RAW RECORDS —
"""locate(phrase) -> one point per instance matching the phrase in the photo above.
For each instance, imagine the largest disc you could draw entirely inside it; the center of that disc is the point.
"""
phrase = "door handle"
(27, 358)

YOUR INSTRUCTIONS — Write out the lines above character for character, changing nothing.

OUTPUT —
"""locate(phrase) -> one point per instance matching the phrase in the photo above.
For each instance, imagine the largest disc you could draw entirely inside it; the center of that disc is the point.
"""
phrase = "door handle"
(27, 358)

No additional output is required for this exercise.